**Exercise brief:**
The answer is every record that follows, printed exactly.

Phrase grounding data:
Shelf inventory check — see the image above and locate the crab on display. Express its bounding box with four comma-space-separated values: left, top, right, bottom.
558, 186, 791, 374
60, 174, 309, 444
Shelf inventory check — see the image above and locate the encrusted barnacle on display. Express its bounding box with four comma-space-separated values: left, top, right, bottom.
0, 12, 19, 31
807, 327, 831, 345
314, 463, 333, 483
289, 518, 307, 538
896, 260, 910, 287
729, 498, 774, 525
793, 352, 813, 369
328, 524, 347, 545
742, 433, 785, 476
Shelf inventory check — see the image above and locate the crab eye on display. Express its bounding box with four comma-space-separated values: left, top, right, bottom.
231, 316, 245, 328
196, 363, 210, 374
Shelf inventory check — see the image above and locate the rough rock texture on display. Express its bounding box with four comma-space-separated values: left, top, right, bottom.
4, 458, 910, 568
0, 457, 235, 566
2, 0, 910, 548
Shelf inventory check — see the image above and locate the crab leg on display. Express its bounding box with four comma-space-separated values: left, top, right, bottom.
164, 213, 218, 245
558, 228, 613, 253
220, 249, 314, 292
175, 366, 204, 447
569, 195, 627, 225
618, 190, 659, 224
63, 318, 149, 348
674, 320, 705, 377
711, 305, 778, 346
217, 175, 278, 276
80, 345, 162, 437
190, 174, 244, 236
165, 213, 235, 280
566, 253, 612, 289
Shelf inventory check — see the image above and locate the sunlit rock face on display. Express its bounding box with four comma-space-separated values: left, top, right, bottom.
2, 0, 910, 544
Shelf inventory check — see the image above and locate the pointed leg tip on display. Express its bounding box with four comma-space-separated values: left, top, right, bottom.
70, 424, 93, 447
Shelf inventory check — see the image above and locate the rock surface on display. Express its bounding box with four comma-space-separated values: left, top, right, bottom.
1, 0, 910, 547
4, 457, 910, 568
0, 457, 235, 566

**Task output:**
Shelf inventory check — see the image above and locate the crab on display. Express its bounding box with four comma-space-separated values: left, top, right, bottom.
558, 186, 791, 374
60, 174, 309, 444
Shelf inventory check — see the image above and locate the encrusted barnacle on display. Express its bounding box with four comma-space-separated values: left, top, right, bottom.
0, 12, 19, 31
807, 327, 831, 345
314, 463, 333, 483
289, 518, 307, 538
896, 260, 910, 287
729, 498, 774, 525
793, 352, 813, 369
328, 524, 347, 545
742, 433, 785, 476
Shelf inventory check — see the image above and locate the crab eye on display. Express its bounding box with four comma-space-separated values: left, top, right, bottom.
231, 316, 245, 328
196, 363, 210, 374
Shelf inventory check — see the image above and locate the rough rock texture on display. Express its bounding box with four comma-space-separated values: left, top, right, bottom.
4, 458, 910, 568
0, 457, 235, 566
2, 0, 910, 548
Shelf inventory check — see the image above and locate the crab leg on display. Express its bounding box with four comma-space-separated values: left, top, right, bottom.
164, 213, 218, 245
558, 228, 613, 253
220, 249, 314, 292
175, 366, 204, 447
569, 195, 627, 225
618, 190, 659, 224
63, 318, 149, 348
674, 320, 705, 377
711, 305, 778, 346
217, 175, 278, 276
80, 345, 162, 437
190, 174, 244, 236
165, 213, 235, 280
566, 253, 612, 289
Shelf inventory check — see the image above and locate the sunlit rock face on display. Express its bounding box with four comma-space-separated values: left, top, right, bottom.
2, 0, 910, 544
Shelf inventory check — see the image above and locate the pointed leg tip on display. Express its bounding box with four comma-space-separated values: left, top, right, bottom.
70, 424, 93, 447
Shelf inventory check — see the image above and locate the rock surface on display. Express its bounding box with four comma-space-separated values: left, top, right, bottom.
1, 0, 910, 547
4, 457, 910, 568
0, 457, 235, 566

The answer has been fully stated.